Data excerpts:
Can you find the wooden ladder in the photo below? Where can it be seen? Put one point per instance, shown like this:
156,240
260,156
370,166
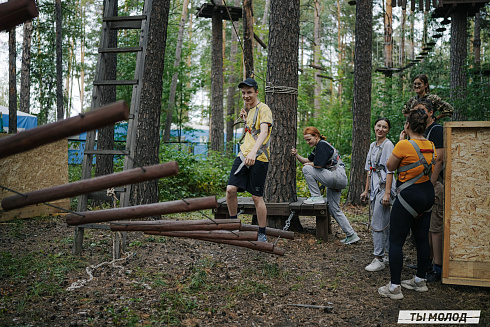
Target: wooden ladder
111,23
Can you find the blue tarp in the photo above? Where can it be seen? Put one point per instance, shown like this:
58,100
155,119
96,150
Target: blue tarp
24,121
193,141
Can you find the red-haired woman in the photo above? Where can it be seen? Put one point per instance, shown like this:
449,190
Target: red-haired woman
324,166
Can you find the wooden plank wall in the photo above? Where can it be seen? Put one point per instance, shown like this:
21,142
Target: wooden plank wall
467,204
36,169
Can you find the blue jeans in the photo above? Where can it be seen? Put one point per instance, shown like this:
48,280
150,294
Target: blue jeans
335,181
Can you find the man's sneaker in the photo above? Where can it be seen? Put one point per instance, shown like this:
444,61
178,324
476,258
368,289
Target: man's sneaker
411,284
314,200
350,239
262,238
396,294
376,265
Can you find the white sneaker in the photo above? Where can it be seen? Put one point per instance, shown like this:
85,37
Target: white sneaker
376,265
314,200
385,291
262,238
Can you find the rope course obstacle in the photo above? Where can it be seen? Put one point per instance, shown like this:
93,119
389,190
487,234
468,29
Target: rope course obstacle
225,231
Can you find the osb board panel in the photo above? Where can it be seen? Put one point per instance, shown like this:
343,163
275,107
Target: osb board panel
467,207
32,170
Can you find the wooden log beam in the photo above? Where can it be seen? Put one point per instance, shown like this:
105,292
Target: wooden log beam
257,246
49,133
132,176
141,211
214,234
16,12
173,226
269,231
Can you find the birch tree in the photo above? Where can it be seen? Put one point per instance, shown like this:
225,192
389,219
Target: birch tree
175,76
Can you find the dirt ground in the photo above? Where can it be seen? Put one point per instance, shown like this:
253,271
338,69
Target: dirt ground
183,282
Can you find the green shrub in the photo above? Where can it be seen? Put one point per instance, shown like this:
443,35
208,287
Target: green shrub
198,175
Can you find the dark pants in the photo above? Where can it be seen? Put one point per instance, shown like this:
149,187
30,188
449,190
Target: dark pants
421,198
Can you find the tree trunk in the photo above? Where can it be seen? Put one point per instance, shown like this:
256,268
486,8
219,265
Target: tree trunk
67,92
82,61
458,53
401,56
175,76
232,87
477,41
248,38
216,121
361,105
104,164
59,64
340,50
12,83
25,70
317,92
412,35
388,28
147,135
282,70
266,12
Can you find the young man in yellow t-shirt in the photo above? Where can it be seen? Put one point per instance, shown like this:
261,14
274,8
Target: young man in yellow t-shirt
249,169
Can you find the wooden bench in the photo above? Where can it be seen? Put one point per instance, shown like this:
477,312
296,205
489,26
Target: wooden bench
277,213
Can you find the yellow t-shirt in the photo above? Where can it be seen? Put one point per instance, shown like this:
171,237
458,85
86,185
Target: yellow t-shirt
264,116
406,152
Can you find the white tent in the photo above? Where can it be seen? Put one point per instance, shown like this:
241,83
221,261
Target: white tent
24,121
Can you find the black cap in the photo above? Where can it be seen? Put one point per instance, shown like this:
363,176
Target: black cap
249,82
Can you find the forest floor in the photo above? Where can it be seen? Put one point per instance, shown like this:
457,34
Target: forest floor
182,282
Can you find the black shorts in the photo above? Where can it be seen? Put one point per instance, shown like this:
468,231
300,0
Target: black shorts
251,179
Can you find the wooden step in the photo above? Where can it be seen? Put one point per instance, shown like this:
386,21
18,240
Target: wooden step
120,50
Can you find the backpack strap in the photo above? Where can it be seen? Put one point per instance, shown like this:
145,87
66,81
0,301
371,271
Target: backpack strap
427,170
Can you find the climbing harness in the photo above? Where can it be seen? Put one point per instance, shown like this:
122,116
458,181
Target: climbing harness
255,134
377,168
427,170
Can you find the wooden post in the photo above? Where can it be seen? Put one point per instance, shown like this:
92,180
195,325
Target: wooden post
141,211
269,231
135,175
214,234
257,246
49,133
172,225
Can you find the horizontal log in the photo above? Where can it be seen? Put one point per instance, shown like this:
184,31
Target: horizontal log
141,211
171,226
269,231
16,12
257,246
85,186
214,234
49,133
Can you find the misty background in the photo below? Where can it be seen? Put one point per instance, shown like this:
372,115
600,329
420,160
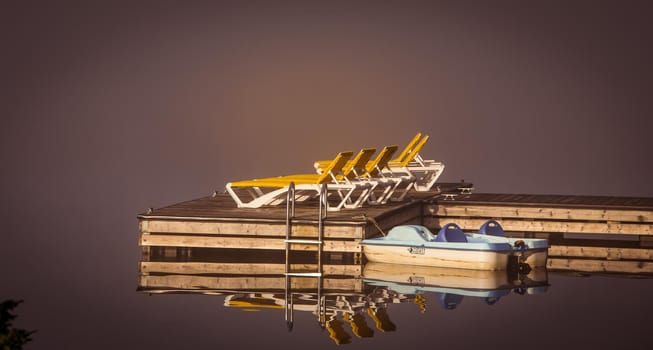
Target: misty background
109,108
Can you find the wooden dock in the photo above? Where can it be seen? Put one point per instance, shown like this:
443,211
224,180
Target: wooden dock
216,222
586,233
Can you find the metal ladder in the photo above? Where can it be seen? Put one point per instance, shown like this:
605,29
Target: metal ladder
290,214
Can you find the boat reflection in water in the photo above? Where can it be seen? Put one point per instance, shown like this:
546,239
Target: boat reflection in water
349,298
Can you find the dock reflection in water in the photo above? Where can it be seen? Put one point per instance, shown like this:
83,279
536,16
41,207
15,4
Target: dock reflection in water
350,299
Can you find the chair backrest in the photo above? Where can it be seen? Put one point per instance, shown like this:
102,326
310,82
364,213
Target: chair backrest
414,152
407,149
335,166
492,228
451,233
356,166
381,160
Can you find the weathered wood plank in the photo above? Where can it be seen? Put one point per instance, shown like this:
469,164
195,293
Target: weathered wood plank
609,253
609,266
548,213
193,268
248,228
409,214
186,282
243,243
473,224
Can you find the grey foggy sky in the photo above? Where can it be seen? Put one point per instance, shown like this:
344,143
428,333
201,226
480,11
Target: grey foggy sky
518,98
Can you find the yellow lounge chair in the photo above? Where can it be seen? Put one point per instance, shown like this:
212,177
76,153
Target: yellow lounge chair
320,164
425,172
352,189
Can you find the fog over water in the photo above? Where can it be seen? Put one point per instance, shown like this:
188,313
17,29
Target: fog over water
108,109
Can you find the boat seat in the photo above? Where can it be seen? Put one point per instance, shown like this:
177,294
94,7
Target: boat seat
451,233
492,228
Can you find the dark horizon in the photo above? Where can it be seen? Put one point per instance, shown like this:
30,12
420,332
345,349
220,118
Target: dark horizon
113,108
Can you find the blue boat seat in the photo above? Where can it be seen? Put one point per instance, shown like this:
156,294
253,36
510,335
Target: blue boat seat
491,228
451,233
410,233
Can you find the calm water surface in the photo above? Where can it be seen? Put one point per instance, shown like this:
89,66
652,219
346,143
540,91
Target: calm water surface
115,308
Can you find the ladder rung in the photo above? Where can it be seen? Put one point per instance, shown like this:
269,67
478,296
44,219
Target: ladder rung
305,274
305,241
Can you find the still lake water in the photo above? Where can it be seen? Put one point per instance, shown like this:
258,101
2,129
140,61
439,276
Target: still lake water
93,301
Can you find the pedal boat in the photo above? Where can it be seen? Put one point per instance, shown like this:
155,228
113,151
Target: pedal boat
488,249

Work task: Scan the listing for the string "below". Copy each line that has it.

Task response:
Can you find the wooden ladder in the photo below? Where can it be seen? Put one point per instance, shown like this:
Can you find the misty background in the photo below? Where can it be seen? Put one point per instance, shown like this:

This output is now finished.